**Excerpted passage**

########################################

Plastic injection molding is a process where a plunger is utilized to inject molten plastic into a mold. The plastic cures and cools down within the provided mold and solidifies into the preferred shape. The process is used to create a multitude of parts used to manufacture anything from small medical devices to large-scale aerospace products.
This form of molding requires process equipment to include a nozzle tip which feeds the plastic from a feed hopper which draws the molten material from a heated barrel. The mold is clamped closed securely after it is filled with the plastic. Cooling time is determined by the original temperature of the molten material and time requirements for the specific product.
Holding pressure is the next step in the process. This process requires one of three options. A timer initiates the holding process based on a set time; a screw holds the mold together, or hydraulic molding press applies pressure to the mold after injection. The sophistication of the equipment utilized by a manufacturer determines which process is utilized. Some manufacturers utilize a pressure transducer for this purpose.

########################################

**Recorded data**
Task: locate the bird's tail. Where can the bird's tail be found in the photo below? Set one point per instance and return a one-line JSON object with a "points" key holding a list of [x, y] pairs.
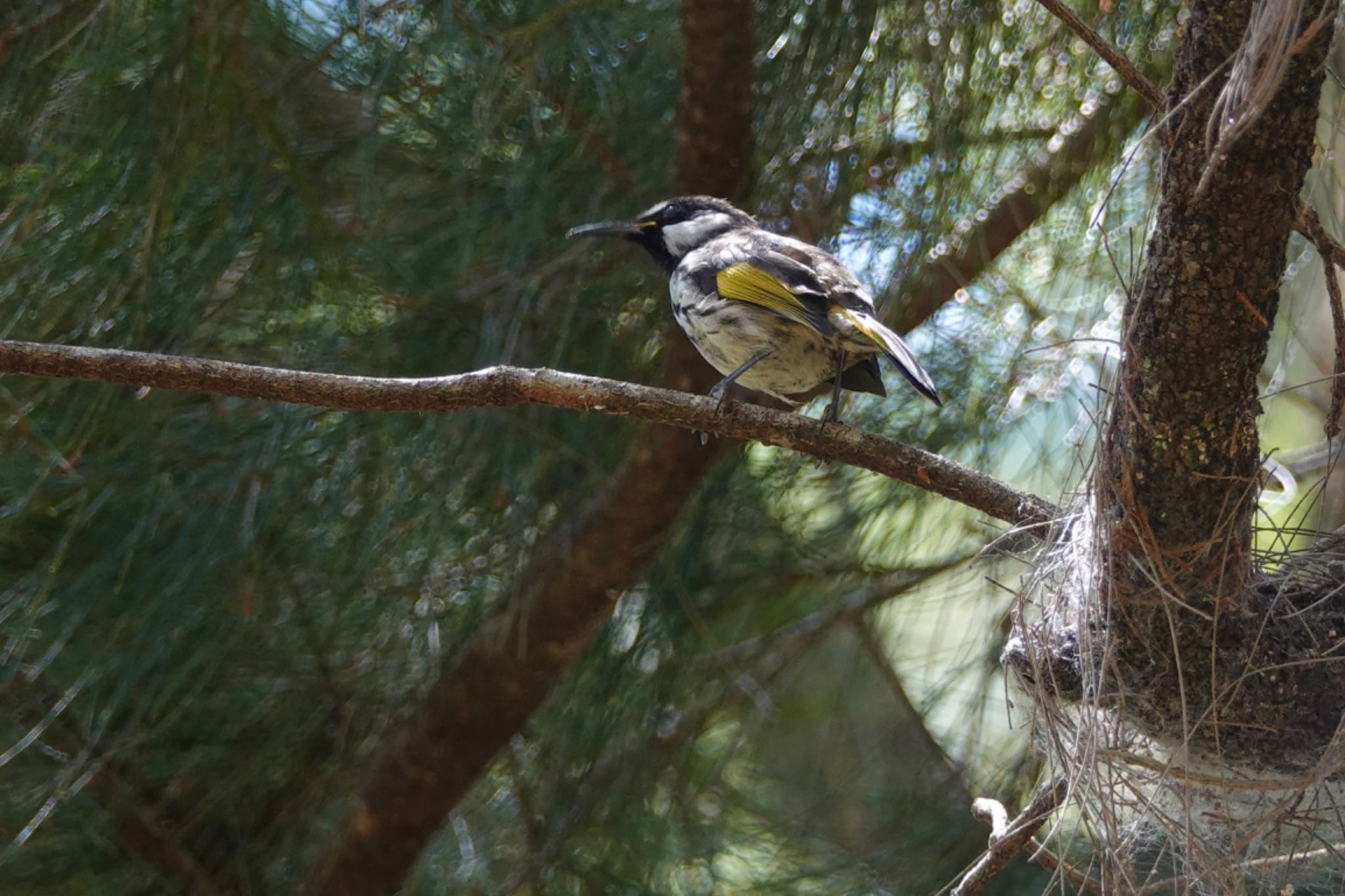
{"points": [[894, 349]]}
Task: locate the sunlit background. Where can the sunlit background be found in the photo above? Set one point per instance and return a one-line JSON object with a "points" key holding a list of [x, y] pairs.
{"points": [[214, 610]]}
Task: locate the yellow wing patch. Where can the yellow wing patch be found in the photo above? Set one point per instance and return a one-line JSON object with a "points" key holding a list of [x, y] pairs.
{"points": [[749, 284]]}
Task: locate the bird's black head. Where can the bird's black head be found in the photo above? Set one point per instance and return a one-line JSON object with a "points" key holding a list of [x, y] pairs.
{"points": [[674, 227]]}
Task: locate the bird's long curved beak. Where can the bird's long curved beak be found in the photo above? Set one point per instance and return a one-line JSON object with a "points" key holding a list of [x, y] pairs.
{"points": [[606, 228]]}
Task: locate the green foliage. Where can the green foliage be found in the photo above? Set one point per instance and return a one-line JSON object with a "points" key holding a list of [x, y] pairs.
{"points": [[214, 609]]}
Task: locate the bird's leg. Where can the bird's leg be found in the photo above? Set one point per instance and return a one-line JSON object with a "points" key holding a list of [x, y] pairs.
{"points": [[721, 389], [833, 413]]}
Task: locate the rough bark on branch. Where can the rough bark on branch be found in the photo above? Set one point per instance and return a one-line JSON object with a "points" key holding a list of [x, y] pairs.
{"points": [[1013, 209], [1183, 453], [513, 386], [603, 550]]}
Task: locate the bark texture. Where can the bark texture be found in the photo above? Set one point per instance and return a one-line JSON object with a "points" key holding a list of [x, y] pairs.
{"points": [[513, 386], [1207, 649], [1183, 453], [475, 707]]}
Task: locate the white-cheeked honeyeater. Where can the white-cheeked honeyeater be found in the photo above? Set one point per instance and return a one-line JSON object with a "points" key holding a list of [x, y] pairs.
{"points": [[770, 312]]}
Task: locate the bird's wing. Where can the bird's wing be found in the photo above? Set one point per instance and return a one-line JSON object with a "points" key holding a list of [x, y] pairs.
{"points": [[751, 273], [816, 272]]}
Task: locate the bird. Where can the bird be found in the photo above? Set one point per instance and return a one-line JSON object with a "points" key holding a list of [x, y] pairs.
{"points": [[770, 312]]}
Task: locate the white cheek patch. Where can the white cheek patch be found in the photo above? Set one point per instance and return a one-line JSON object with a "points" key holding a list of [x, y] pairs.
{"points": [[689, 234]]}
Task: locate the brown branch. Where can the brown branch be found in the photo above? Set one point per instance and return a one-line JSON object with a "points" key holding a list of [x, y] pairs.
{"points": [[1333, 257], [1110, 54], [513, 386], [475, 707], [1007, 839], [1183, 450]]}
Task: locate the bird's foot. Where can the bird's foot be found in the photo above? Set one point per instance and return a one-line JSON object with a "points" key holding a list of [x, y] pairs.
{"points": [[720, 393]]}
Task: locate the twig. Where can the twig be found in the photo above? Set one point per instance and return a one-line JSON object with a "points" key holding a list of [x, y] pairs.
{"points": [[1110, 54], [510, 386], [1007, 839]]}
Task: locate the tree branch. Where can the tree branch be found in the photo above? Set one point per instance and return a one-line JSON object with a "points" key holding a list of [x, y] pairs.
{"points": [[603, 548], [1110, 54], [513, 386], [1183, 452], [1006, 839]]}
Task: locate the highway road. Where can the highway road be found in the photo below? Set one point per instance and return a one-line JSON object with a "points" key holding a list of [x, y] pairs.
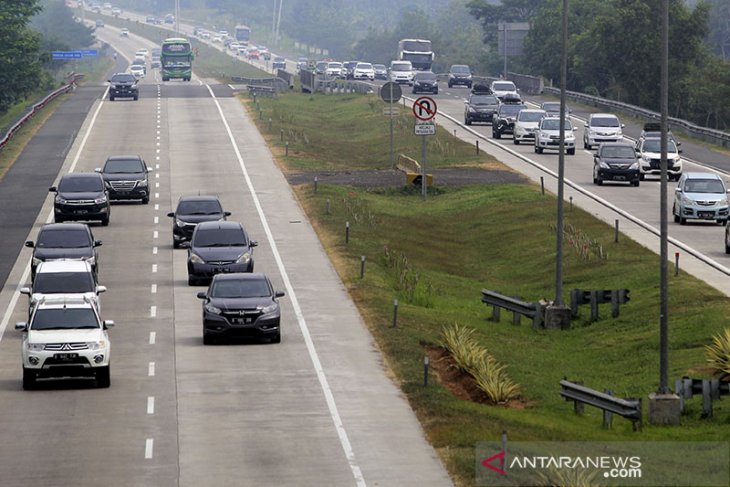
{"points": [[316, 409]]}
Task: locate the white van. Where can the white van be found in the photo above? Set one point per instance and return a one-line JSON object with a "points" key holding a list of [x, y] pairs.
{"points": [[401, 72]]}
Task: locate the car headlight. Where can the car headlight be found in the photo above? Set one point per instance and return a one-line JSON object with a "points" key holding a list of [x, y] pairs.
{"points": [[269, 309], [100, 345]]}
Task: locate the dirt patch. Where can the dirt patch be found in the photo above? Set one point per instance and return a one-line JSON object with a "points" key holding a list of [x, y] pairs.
{"points": [[460, 384], [454, 177]]}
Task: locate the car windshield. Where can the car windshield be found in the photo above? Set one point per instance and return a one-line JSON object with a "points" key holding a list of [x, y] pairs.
{"points": [[511, 110], [63, 239], [244, 288], [484, 100], [618, 152], [220, 237], [63, 282], [554, 124], [117, 166], [704, 186], [505, 86], [654, 145], [81, 185], [210, 207], [123, 78], [64, 319], [604, 122], [526, 116]]}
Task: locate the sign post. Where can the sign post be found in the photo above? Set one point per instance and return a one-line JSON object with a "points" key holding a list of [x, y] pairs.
{"points": [[390, 93], [424, 108]]}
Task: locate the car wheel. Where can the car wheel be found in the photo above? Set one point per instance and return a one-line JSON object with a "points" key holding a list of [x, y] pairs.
{"points": [[29, 382], [103, 377]]}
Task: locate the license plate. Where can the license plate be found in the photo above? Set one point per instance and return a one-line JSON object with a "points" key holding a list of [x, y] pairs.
{"points": [[65, 356]]}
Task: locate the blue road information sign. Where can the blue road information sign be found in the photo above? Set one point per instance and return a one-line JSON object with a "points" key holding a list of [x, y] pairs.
{"points": [[66, 55]]}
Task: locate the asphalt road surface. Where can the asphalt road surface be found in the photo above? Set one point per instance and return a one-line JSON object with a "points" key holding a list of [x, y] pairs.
{"points": [[316, 409]]}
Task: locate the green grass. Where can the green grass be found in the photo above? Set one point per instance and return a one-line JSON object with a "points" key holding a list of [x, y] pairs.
{"points": [[208, 63], [498, 237]]}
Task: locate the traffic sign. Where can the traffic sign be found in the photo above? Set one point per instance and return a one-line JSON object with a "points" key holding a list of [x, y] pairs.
{"points": [[424, 108], [425, 128], [66, 55], [390, 92]]}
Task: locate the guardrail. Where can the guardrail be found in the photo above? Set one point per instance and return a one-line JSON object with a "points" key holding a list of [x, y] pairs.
{"points": [[534, 311], [579, 394], [711, 390], [70, 84]]}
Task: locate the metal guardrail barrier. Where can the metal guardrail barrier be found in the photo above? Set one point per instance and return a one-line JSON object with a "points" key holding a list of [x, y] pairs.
{"points": [[627, 408], [71, 81], [498, 301], [711, 390]]}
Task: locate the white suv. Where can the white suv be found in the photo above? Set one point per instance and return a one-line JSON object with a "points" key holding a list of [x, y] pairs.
{"points": [[72, 278], [65, 337], [527, 123], [602, 127]]}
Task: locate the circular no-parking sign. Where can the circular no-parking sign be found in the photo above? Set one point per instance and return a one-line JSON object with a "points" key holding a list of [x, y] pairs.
{"points": [[424, 108]]}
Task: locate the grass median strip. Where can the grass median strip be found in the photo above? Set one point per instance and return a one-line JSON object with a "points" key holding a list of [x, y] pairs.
{"points": [[435, 255]]}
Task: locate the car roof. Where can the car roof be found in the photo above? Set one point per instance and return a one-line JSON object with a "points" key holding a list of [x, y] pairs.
{"points": [[70, 265]]}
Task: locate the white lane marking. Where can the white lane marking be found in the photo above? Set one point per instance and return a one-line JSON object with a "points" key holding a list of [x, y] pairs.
{"points": [[14, 299], [151, 405], [148, 448], [326, 390]]}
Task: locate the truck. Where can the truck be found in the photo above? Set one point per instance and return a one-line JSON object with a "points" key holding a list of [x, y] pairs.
{"points": [[417, 51]]}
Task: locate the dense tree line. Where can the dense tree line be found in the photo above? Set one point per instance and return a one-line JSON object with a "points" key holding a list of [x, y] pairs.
{"points": [[614, 51], [31, 29]]}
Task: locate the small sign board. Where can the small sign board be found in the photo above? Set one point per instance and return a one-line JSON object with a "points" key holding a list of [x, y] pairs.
{"points": [[390, 92], [425, 128], [424, 108]]}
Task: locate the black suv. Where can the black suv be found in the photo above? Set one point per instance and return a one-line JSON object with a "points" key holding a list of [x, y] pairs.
{"points": [[192, 210], [81, 196], [241, 305], [57, 241], [123, 85], [126, 178], [504, 120], [219, 247], [425, 81], [480, 107]]}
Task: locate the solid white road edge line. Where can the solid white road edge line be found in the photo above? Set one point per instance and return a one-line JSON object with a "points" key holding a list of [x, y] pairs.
{"points": [[329, 397]]}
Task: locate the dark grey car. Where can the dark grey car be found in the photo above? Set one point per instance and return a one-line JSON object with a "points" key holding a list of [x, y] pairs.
{"points": [[241, 305]]}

########################################

**Your task**
Please copy out the whole passage on plastic injection molding word for word. You can set the records aside; they aren't needed here.

**Response below**
Plastic injection molding is a process where a plunger is utilized to inject molten plastic into a mold. The plastic cures and cools down within the provided mold and solidifies into the preferred shape. The process is used to create a multitude of parts used to manufacture anything from small medical devices to large-scale aerospace products.
This form of molding requires process equipment to include a nozzle tip which feeds the plastic from a feed hopper which draws the molten material from a heated barrel. The mold is clamped closed securely after it is filled with the plastic. Cooling time is determined by the original temperature of the molten material and time requirements for the specific product.
Holding pressure is the next step in the process. This process requires one of three options. A timer initiates the holding process based on a set time; a screw holds the mold together, or hydraulic molding press applies pressure to the mold after injection. The sophistication of the equipment utilized by a manufacturer determines which process is utilized. Some manufacturers utilize a pressure transducer for this purpose.